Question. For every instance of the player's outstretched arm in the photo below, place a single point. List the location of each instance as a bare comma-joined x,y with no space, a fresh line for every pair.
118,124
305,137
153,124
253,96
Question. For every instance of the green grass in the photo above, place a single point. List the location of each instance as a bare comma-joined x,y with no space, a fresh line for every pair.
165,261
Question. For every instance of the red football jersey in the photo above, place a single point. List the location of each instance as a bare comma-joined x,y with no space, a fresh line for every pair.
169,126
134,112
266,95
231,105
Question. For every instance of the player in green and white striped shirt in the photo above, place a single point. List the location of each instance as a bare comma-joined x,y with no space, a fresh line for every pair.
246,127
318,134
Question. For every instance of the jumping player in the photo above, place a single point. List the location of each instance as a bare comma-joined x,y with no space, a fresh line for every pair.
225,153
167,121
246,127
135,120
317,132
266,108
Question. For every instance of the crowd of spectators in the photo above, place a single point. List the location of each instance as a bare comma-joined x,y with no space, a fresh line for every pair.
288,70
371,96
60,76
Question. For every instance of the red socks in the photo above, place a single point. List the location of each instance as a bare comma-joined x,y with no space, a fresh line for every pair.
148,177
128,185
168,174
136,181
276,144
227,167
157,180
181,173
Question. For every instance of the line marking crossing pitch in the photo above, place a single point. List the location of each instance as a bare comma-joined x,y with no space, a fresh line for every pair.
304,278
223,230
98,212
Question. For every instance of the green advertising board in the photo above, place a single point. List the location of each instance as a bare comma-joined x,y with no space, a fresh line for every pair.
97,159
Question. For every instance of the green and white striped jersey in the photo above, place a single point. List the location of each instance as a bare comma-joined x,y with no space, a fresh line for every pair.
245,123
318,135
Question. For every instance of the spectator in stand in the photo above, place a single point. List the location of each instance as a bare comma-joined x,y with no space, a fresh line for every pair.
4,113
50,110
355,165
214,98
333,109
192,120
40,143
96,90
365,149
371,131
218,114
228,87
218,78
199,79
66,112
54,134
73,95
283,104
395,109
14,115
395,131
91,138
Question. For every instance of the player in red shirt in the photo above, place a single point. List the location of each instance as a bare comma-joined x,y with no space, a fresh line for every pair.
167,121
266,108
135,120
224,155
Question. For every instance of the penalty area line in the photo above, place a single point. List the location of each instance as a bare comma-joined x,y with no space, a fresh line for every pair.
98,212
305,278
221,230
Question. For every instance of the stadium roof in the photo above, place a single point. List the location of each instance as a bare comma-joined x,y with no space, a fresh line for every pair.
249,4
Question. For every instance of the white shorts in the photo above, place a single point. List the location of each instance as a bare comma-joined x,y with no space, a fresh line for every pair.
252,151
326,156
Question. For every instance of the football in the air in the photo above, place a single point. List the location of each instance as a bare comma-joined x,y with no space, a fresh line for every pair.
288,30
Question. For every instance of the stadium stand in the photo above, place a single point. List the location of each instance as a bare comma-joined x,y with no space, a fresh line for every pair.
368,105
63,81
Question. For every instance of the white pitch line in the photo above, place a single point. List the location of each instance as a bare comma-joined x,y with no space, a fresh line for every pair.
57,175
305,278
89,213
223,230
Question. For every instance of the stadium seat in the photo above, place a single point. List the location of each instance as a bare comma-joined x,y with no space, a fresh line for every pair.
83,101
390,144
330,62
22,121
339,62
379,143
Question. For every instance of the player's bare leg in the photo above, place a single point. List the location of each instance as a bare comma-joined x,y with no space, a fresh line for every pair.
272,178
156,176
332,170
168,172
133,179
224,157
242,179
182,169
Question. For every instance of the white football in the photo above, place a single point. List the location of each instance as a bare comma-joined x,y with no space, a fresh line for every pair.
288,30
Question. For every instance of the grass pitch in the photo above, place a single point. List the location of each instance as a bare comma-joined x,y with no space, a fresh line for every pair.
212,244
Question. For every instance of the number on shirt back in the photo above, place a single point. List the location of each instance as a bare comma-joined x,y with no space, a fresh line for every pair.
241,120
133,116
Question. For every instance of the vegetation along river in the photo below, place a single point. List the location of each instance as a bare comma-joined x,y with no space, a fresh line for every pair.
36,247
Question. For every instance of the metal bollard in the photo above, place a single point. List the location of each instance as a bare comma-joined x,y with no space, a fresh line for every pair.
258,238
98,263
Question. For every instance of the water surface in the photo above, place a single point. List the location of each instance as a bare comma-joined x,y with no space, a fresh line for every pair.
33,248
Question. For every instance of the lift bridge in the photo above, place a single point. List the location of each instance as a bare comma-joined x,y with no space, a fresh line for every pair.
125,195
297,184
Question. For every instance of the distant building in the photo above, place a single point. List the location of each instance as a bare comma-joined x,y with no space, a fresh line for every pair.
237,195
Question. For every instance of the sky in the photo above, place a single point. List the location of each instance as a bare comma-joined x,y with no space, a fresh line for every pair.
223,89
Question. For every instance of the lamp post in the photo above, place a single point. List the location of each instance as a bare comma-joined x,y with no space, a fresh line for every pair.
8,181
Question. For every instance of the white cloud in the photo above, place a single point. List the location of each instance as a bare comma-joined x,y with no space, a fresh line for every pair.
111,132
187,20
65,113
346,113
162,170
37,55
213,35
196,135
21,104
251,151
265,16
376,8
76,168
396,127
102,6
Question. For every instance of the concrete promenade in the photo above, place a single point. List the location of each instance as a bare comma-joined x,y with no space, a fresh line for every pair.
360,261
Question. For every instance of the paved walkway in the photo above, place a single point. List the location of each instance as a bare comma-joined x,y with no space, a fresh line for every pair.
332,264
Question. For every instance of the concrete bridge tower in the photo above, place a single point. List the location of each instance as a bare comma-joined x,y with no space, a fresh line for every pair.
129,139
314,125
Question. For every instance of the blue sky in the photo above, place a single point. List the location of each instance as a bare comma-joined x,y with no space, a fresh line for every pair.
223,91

====================

Take the entries and copy them out exactly.

ANSWER IN FULL –
Question. For every instance of the player's outstretched arm in the photo below, place a single point. List the location of each instance as a bare comma-joined x,y with no space, a fresh line for every pair.
118,124
305,137
153,124
253,96
Question. For every instance of the green grass in the photo above, place a single point. List the location of each instance as a bare comma-joined x,y with no space, a fresh line for every pair.
165,261
Question. For every instance of the red football jersey in the photo above, place a single point. List the location of each instance as a bare comma-joined x,y with no space, a fresh line for every pair.
169,126
134,112
266,95
231,105
Question. For every instance of the player in green and white striped shirt in the photo above, place a single point. List the location of each instance as a bare comma-joined x,y with no space, a fresh line for every pair.
246,127
318,134
Question. For every instance of the jumping player in the photo above, place a single point. List the location of each instance as a bare comma-joined x,y with no space, a fresh line for every pair.
225,153
167,121
246,127
135,120
317,132
266,108
Question. For every instance of the crowd of spectators in the photo above, place a single point. List the location of each instance as a bare comma-joined x,y with no space, a fresh line for every pair.
288,70
371,96
60,76
Question. For every instance of the red socks in the photo above, place a single point. List the location of each instance as a bare comma-joined x,y with no space, a fresh line for every pair.
148,177
128,185
168,174
136,181
276,144
227,167
157,180
181,173
Question. For every instance of the line marking crossing pitch in the photo above, place a single point. List the location of each instance as a bare comma-joined x,y with no space, a fresh line for every pair.
304,278
223,230
98,212
Question. For every instance of the green advertising board in the photo above, place a single point. List the location of each instance as a bare comma-joined x,y with no space, a fresh line for every pair.
97,159
Question. For every instance of the green and white striped jersey in the photo above, place a single point. List the location of each instance as a bare comma-joined x,y with no space, a fresh line for every pair.
245,123
318,135
Question. For every instance of the spectator in stand in the photo above, place a single point. List the location of each instance as a bare comma-joined x,y with no space, a fresh line for every pair.
4,113
50,110
355,165
214,98
333,109
192,120
40,143
96,90
365,149
371,131
218,114
228,87
218,78
199,79
66,112
54,134
73,95
283,104
395,109
14,115
395,131
91,138
Question. For every instance of the player in red shirt in the photo above, place a single point. List the location of each instance as a bare comma-joined x,y with no space, a fresh line for every pair.
167,121
266,108
135,120
224,155
Question. For every instance of the penalty area line in the photo above, place a single point. List the location of each instance as a bare comma-joined x,y with no space, a fresh line for every pair.
98,212
305,278
221,230
Question. For every instance of the stadium roof in the photo above, place a single point. List the location of each instance as a bare comma-joined x,y with no space, a fresh line for every pair.
249,4
Question. For every instance of the white shorts in the photo above, place a single point. List the location of each instance as a bare comma-joined x,y with no space, a fresh line for every pair.
252,151
326,156
Question. For every instance of the football in the air in the photo above, place a single point. List the location of each instance as a bare comma-joined x,y with no space, a fresh line for every pair.
288,30
Question. For every instance of the stadium stand in the photo above, place a single point. List the location of each instance as a bare comma-joined x,y with no space, a fresh line for every pair.
368,105
63,81
Question. For every instance of the white pitch line in the photo above, place a single point. List the location of each instance as a bare comma-joined x,y with no space, a fresh line for every pair.
57,175
305,278
89,213
223,230
Question. For every instance of the stadium seat in the photo above, place a single point. List the location of each instance as a bare comma-joined x,y with no space, a fresh line for every pair.
83,101
390,144
330,62
22,121
339,62
379,143
Question. For every instance of the player's bare leg in the photo above, place a single point. List the location of each instance as a bare comma-joined x,y with no space, a fresh line for every pair.
272,178
156,176
332,170
168,172
133,179
224,157
242,179
182,169
Question. For every instance of the white football in the photo above, place a single point. List the location of each instance as a bare comma-joined x,y with no space, a fresh line for every pair.
288,30
Question. For every instance of the grass pitch in the photo above, place a single point. List the location of each instance as a bare comma-joined x,y with no space, a fresh line for every pair.
212,244
Question. For every instance of the number on shirt back in the photo above, place a single point. List the location of each instance as a bare comma-joined x,y with no space, a fresh line for every pair.
241,120
133,116
Question. For every instance of the vegetation along river in the photo below, place a single point. List the location of each instance as a bare comma-joined x,y with no space, a fresh line for every pair.
36,247
Question. For every instance of the metal bollard in the photo above, place a single point. List the location of each instance as a bare comma-joined x,y with no space, a fresh line for every pair.
258,238
98,263
Question. For every instance of the water surface in the photo above, place a single point. List the location of each instance as a bare comma-joined x,y with no space, a fresh line for every pair.
33,248
Question. For every instance of the lift bridge in the photo above, place a single point. List the location of each instance as a bare comma-joined x,y with no space, a fresh line for every pair.
125,195
297,184
Question. For every instance of the distant building in the photo above, place a single point. List the location of each instance as a bare comma-joined x,y with no space, a fresh line for every pair.
237,195
Question. For every instance of the sky in the photo above, place a single point. List the location of each instance as a bare comma-joined x,y with no space, a fresh line for every pair.
223,89
Question. For every instance of the lamp post in the photo above, place a single point. List the location of each instance as a bare comma-joined x,y with no space, a fresh line for every pair.
8,181
Question. For every instance of the white cloud in the photo above, place a single point. List the location of each instance as a bare comma-joined x,y with no space, a fresh line for every pair.
111,132
187,20
65,113
346,113
162,170
37,55
213,35
196,135
21,104
251,151
265,16
376,8
76,168
396,127
102,6
Question. For every instance of the concrete promenade in the photo above, place a single point. List the location of each instance as a bare comma-joined x,y with no space, a fresh line for every pair.
360,261
Question. For every instance of the paved walkway in the photo above, place a single point. List the location of each instance as a bare comma-joined x,y with no space, a fresh line for every pair.
332,264
Question. For every instance of the concrete bridge tower in the photo above, place a single point. List the location of each instance as a bare comma-joined x,y with no space, a fresh line for every pair.
129,139
314,125
Question. For every instance of the blue sky in the photo above, place a single point. List the location of each instance as a bare comma-joined x,y with no space, a fresh line for every pair.
223,91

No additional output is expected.